» **WRITTEN EXERCISE**: Tally the lines in the material below that contain the string "console", matching case exactly. Reply with the number alone.

» **RECORDS FOR THE EXERCISE**:
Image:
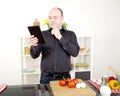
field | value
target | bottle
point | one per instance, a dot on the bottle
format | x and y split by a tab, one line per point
36	22
105	89
26	49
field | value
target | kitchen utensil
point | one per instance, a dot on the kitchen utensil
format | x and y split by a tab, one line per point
114	71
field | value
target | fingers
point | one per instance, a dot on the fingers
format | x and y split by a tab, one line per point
33	40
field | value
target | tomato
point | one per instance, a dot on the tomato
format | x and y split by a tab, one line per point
114	84
111	78
62	82
68	79
75	81
71	84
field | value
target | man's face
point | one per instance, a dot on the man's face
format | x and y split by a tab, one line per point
55	18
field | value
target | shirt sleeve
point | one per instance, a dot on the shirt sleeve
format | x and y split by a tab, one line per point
35	51
71	46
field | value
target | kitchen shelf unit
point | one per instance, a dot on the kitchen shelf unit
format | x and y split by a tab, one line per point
82	64
30	67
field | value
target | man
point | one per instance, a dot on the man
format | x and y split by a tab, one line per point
59	45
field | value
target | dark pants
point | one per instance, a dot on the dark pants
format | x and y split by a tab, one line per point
46	78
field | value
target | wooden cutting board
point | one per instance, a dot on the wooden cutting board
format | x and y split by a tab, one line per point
66	91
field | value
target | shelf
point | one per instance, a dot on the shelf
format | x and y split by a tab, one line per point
84	59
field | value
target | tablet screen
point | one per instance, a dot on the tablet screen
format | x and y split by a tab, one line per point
36	31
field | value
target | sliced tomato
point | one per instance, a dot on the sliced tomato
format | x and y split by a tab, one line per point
62	83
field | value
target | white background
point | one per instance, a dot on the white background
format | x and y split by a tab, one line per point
99	18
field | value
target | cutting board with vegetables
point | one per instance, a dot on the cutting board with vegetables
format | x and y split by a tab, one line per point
66	91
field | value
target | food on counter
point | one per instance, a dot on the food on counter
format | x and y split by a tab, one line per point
62	83
72	83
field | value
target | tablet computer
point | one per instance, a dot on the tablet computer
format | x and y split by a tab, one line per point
36	31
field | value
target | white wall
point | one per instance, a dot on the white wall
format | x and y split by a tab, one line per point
99	18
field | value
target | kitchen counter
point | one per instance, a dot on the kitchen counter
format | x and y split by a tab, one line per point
34	90
27	90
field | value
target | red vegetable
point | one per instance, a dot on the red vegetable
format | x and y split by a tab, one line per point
71	84
62	82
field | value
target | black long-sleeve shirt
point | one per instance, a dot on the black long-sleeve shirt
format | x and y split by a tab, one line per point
56	53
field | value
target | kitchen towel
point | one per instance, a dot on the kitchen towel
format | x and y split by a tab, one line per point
3	87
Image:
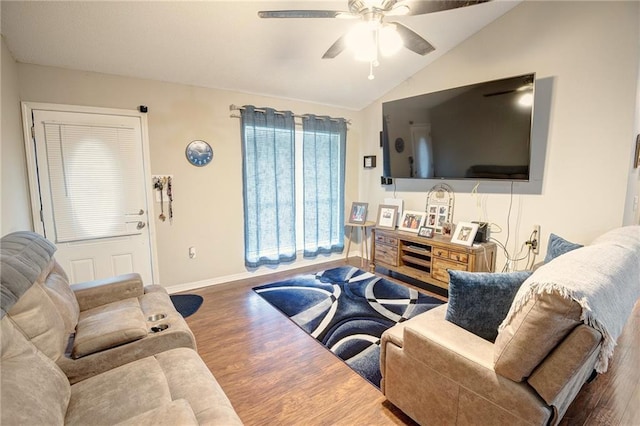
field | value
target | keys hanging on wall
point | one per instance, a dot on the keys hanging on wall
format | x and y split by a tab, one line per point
170	196
162	184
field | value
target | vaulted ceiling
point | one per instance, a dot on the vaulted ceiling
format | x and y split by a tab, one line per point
223	44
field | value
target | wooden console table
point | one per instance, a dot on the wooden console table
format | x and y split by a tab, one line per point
427	259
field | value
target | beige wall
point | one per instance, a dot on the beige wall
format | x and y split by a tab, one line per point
586	56
208	205
15	211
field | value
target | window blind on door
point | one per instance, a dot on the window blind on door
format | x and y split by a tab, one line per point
94	181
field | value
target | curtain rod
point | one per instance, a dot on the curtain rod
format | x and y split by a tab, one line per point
234	107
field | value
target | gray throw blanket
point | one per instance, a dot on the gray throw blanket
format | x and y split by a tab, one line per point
23	257
604	278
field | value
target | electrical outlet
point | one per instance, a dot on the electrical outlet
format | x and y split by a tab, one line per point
535	239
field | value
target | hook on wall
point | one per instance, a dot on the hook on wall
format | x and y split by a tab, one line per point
162	184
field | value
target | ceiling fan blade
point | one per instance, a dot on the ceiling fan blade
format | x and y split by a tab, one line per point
413	41
335	49
300	13
421	7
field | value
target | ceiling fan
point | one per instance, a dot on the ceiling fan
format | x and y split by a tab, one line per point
373	33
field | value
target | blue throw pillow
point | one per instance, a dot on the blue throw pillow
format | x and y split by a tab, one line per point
479	301
558	246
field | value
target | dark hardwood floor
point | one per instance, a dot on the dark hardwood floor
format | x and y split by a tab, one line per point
275	374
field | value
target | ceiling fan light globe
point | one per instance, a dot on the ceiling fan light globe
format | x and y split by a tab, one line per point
361	41
389	40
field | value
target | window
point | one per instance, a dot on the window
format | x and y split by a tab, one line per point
291	175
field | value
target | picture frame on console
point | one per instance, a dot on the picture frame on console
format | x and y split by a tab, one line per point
426	232
387	216
412	221
465	233
358	214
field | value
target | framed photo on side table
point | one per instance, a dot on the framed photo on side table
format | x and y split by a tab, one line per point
412	221
426	232
465	233
358	213
387	216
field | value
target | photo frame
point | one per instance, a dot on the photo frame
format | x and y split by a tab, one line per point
396	202
358	213
387	216
425	231
437	215
412	221
465	233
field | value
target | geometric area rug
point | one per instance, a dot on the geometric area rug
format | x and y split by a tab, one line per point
347	310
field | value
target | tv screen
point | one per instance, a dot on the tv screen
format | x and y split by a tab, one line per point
481	131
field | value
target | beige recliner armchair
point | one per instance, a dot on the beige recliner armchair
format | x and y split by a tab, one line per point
546	349
91	327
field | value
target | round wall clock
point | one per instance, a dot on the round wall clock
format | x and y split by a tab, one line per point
199	153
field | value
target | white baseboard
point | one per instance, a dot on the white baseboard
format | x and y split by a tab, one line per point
264	271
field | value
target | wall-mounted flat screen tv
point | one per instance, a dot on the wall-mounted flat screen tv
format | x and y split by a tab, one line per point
480	131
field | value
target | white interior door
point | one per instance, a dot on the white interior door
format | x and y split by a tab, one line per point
90	175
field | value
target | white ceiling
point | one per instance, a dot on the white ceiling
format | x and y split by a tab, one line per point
223	44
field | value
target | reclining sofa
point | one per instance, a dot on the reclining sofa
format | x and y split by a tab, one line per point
104	352
549	345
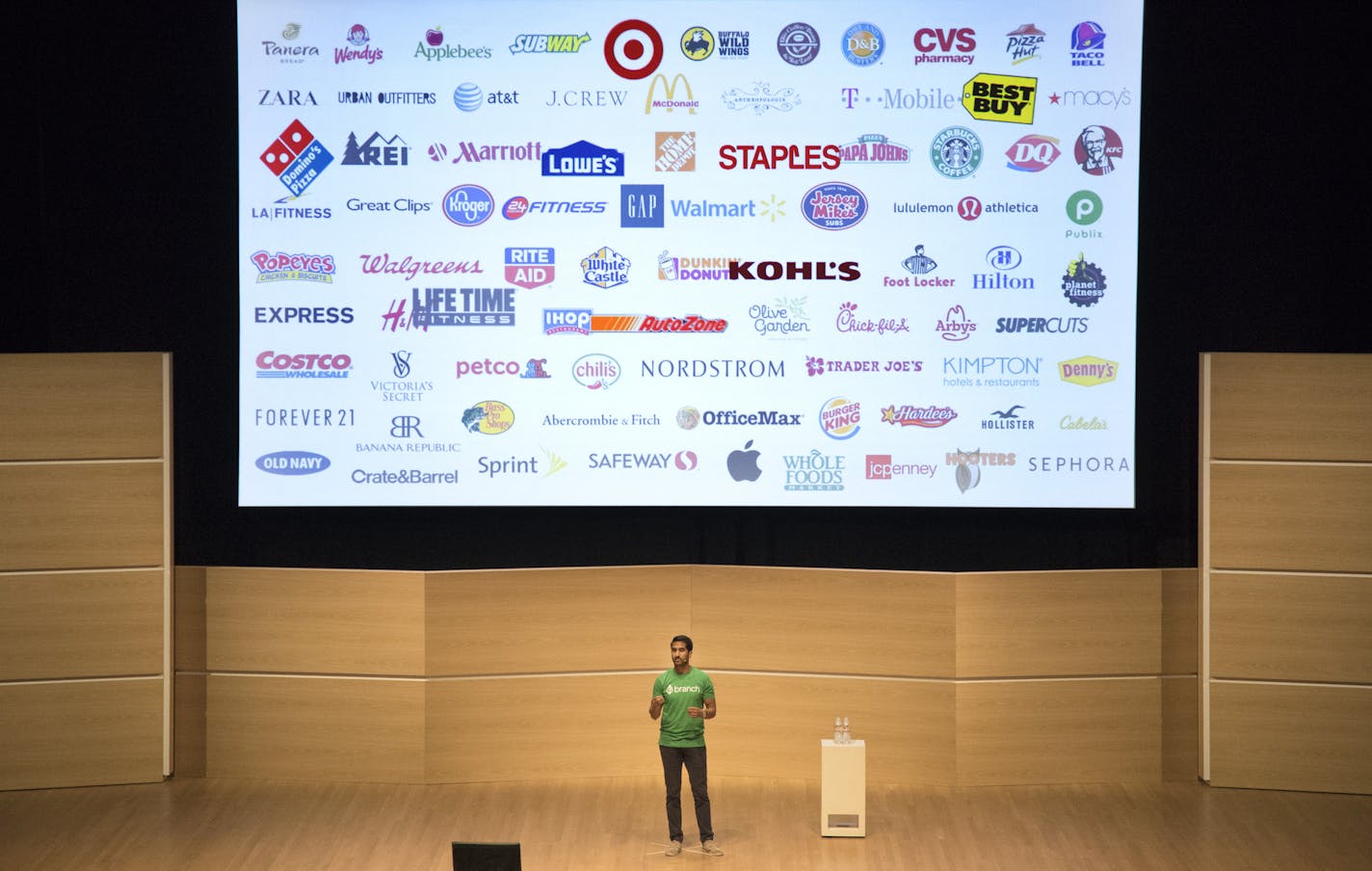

» **FULL OUTPUT**: 4